Below you will find a set of lines. Repeat them all exactly.

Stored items

--- Start ---

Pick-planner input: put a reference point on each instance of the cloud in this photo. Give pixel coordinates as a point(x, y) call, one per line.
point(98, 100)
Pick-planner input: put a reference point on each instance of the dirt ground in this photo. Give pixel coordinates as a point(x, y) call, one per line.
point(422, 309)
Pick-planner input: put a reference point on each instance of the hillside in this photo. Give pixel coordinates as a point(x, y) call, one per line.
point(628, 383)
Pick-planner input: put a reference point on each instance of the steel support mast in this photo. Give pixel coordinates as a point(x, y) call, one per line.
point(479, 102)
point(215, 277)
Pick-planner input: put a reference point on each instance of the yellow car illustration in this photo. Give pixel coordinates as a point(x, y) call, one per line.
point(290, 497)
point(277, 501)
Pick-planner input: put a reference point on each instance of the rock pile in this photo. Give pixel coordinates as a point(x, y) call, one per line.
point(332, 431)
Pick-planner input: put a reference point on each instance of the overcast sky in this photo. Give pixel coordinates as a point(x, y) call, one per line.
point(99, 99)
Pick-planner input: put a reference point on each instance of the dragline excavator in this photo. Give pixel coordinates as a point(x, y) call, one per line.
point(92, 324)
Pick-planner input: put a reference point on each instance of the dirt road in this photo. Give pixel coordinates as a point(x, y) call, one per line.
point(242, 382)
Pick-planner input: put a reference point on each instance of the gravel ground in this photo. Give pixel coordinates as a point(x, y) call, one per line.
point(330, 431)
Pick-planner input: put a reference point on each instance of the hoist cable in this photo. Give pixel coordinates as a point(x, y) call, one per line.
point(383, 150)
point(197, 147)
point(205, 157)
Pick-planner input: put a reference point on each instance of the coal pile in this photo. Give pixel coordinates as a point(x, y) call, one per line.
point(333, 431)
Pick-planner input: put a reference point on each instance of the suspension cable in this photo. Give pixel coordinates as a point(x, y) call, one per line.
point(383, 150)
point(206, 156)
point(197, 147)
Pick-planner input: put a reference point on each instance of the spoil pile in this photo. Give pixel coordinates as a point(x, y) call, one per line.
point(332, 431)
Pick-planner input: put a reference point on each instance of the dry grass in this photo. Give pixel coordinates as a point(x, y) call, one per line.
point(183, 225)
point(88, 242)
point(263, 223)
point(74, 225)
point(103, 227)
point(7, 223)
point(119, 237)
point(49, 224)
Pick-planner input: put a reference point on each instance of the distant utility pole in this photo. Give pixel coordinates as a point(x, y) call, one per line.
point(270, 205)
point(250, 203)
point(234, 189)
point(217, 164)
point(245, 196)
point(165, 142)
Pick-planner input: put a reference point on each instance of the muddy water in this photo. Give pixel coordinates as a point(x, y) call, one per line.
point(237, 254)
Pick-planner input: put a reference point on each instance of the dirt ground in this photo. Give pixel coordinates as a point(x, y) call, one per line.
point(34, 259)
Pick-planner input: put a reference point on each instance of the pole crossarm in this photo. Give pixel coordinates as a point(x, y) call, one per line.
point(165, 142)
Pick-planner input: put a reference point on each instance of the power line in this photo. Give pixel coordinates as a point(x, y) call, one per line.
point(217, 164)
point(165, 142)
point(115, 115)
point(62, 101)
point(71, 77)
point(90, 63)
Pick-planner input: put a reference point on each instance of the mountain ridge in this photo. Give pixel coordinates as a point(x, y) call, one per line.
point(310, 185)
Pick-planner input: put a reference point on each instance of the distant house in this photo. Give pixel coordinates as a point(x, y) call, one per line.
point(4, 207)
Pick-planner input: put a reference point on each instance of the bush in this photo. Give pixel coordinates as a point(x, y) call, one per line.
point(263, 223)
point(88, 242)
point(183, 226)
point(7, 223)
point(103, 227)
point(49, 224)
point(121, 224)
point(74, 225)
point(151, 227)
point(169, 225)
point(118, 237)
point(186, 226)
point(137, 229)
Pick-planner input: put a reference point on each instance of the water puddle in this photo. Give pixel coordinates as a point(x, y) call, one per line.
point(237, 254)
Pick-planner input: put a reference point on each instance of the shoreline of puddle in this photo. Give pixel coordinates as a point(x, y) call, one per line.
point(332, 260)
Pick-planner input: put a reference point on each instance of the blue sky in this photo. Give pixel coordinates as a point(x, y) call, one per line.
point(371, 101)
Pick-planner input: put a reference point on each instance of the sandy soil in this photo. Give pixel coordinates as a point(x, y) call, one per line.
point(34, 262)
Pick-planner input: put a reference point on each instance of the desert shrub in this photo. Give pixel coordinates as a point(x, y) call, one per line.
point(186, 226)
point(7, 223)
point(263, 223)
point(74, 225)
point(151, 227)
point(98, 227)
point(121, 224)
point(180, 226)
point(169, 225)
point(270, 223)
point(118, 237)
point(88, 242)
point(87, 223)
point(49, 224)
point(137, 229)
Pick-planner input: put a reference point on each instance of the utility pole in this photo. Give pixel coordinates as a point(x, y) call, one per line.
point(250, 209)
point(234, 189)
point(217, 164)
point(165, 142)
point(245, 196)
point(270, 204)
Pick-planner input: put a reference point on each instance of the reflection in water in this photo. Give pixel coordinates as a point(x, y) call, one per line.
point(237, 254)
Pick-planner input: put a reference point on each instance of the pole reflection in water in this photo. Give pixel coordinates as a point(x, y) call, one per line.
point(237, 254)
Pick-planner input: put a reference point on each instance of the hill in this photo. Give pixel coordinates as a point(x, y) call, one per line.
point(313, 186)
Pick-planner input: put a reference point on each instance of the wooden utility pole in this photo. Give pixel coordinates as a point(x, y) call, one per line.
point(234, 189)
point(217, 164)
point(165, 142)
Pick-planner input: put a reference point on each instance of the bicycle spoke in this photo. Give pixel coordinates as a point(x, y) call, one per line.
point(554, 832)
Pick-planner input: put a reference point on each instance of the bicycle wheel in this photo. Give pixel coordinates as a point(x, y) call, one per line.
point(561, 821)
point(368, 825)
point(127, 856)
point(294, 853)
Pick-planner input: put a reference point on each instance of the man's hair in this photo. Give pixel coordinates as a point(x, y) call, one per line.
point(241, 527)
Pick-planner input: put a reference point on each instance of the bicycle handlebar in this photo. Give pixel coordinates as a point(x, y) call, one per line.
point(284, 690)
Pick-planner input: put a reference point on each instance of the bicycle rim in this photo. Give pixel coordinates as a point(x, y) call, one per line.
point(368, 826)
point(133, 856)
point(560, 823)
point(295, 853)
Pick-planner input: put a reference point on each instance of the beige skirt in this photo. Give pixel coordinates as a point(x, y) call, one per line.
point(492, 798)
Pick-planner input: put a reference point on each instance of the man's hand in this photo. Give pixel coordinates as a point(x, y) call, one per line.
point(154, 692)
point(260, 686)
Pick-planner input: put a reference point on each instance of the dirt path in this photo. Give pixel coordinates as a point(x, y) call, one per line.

--- End ---

## FULL RESPONSE
Pick-planner input: put a reference point on each instance of the cloud in this photo. Give pixel coordinates as a point(x, y) call, one per line.
point(98, 100)
Pick-planner input: put a reference point on each instance of the dirt ground in this photo. Give pixel coordinates as a point(x, y) call, one per line.
point(422, 309)
Pick-planner input: put a reference point on each instance of the hillside in this photo. Give pixel coordinates as a point(x, y) call, one per line.
point(628, 383)
Pick-planner input: put a reference point on each instance of the steel support mast in this photo. Give pixel coordinates as a point(x, y) call, one per line.
point(479, 102)
point(215, 277)
Pick-planner input: put a reference point on each instance of the yellow car illustration in this photo. Give pixel coordinates as a point(x, y) call, one per line.
point(290, 497)
point(277, 501)
Pick-planner input: put a reference point on each instance of the rock pile in this photo. Give pixel coordinates as a point(x, y) call, one per line.
point(332, 431)
Pick-planner input: put a reference point on each instance of the overcast sky in this photo. Give pixel coordinates as a point(x, y) call, one per line.
point(99, 99)
Pick-planner input: put a reference point on each instance of the dragline excavator in this photo. Give pixel coordinates as a point(x, y) call, one per line.
point(92, 324)
Pick-planner input: put a reference point on each instance of the dirt road in this photo. Give pixel coordinates as a point(x, y) call, one per line.
point(242, 382)
Pick-planner input: put a reference point on each instance of the gravel ground in this photo. Give pixel coordinates as a point(x, y) call, one per line.
point(330, 431)
Pick-planner input: put a reference point on each instance of the hoist cable in this photo. Give pixel coordinates as a point(x, y) call, one per line.
point(383, 150)
point(197, 147)
point(205, 157)
Pick-planner input: put a reference point on each instance of the coal pile in this photo. Give pixel coordinates as a point(x, y) call, one per line.
point(333, 431)
Pick-planner input: put a reference point on each instance of the suspension cable in this photo. Give pixel coordinates as a point(x, y) call, one per line.
point(383, 150)
point(206, 156)
point(197, 147)
Pick-planner input: put a reference point on each instance of the spoil pile in this photo. Give pixel coordinates as a point(x, y) call, one per line.
point(332, 431)
Pick-planner input: put a reference point on each instance of the dry grass in this photo. Give pixel coordinates as a point(x, y) call, one per line.
point(183, 225)
point(88, 242)
point(263, 223)
point(74, 225)
point(103, 227)
point(7, 223)
point(119, 237)
point(49, 224)
Pick-planner input: put a reference point on each instance of the distant utility pole in this photo. Give pixel coordinates as a point(x, y) call, one per line.
point(270, 205)
point(250, 203)
point(234, 189)
point(217, 164)
point(245, 196)
point(165, 142)
Pick-planner input: put a reference point on each instance of the muddy water in this photo. Give pixel coordinates as a point(x, y) call, one per line.
point(237, 254)
Pick-planner input: put a reference point on each instance of the dirt ground in this photo. Give pixel coordinates as a point(x, y) call, one per line.
point(34, 259)
Pick-planner input: put a reference point on each instance of the pole crossarm in this photo. Give pixel coordinates as a point(x, y) call, one per line.
point(165, 142)
Pick-planner input: put a reference point on each instance of the power line in this photo. Give pixel coordinates as a point(x, y) call, one per line.
point(217, 164)
point(165, 142)
point(115, 115)
point(62, 101)
point(71, 77)
point(90, 63)
Pick-planner input: put a reference point on each instance of the mountain ridge in this photo. Give pixel coordinates as a point(x, y) call, one per line.
point(310, 185)
Pick-planner input: put a reference point on each instance of the distant house in this photo. Give pixel coordinates as a point(x, y) call, one per line.
point(4, 207)
Pick-planner input: put a reference point on each instance of the bush in this photo. Give pixel coordinates as a point(x, y) call, one per line.
point(263, 223)
point(88, 242)
point(183, 226)
point(7, 223)
point(103, 227)
point(49, 224)
point(121, 224)
point(74, 225)
point(151, 227)
point(169, 225)
point(118, 237)
point(186, 226)
point(137, 229)
Pick-planner input: put a reference point on each instance of the water puddle in this photo. Give pixel coordinates as a point(x, y) call, one per line.
point(237, 254)
Pick-planner input: put a reference point on each instance of the shoreline of puddle in this photo. Give pixel coordinates as a point(x, y) call, one per line.
point(332, 260)
Pick-planner input: put a reference point on each instance of the blue sky in this photo. Give pixel coordinates as a point(x, y) call, one per line.
point(371, 101)
Pick-planner input: put a reference point on each instance of the sandy soil in this photo. Give pixel coordinates as a point(x, y) call, one per line.
point(34, 262)
Pick-planner input: put a reference point on each instance of the desert shrub in this photo. Give pixel coordinates as a point(x, y) call, one per line.
point(186, 226)
point(7, 223)
point(263, 223)
point(74, 225)
point(151, 227)
point(98, 227)
point(121, 224)
point(180, 226)
point(169, 225)
point(270, 223)
point(118, 237)
point(88, 242)
point(87, 223)
point(49, 224)
point(137, 229)
Pick-planner input: put a reference point on each instance of the utility pole in this photo. Give pixel coordinates as a point(x, y) call, one per line.
point(250, 209)
point(234, 189)
point(217, 164)
point(165, 142)
point(245, 196)
point(270, 204)
Pick-planner input: put a reference point on each instance of the reflection in water in this photo. Give pixel coordinates as a point(x, y) call, one per line.
point(237, 254)
Pick-planner input: put a reference point on each instance of the pole reflection in water in this photo. Give pixel coordinates as a point(x, y) call, one per line.
point(237, 254)
Pick-planner input: put a reference point on each instance of the hill in this photo. Give pixel coordinates as a point(x, y) call, one per line.
point(313, 186)
Pick-planner input: put a reference point on each instance of the wooden utility pole in this photo. Give pixel coordinates as a point(x, y) call, one per line.
point(234, 189)
point(217, 164)
point(165, 142)
Pick-planner input: put a reference point on each instance of the bicycle spoke in this photo. Give pixel coordinates as a point(x, y) call, one per line.
point(554, 832)
Pick-planner input: put a reference point on each instance of the bicycle wheel in this photo. Give pixel coordinates as a point(x, y) call, one per line.
point(561, 821)
point(368, 825)
point(127, 856)
point(294, 853)
Pick-planner input: put a reference point on each instance of the man's hair in this photo. Give pixel coordinates as a point(x, y) call, one per line.
point(241, 527)
Pick-planner input: put a reference point on each instance of the bicycle handlebar in this photo. Give pixel coordinates as a point(x, y) call, one per line.
point(284, 690)
Pick-planner input: put a reference point on each instance of the bicycle rim in this photo. Give pixel coordinates as a point(x, y) call, one per line.
point(368, 826)
point(133, 856)
point(560, 823)
point(295, 853)
Pick-planner input: put a reference point on each instance of the beige skirt in this photo. Give pixel coordinates as a point(x, y) call, one per line.
point(492, 798)
Pick-planner input: put a reference point on each instance of the man's hand in this photo. Give pixel coordinates as a point(x, y) call, one per line.
point(154, 692)
point(260, 686)
Pick-planner input: put a reference point on each instance of the dirt path in this photo. Give pixel coordinates as a point(x, y) call, one per line.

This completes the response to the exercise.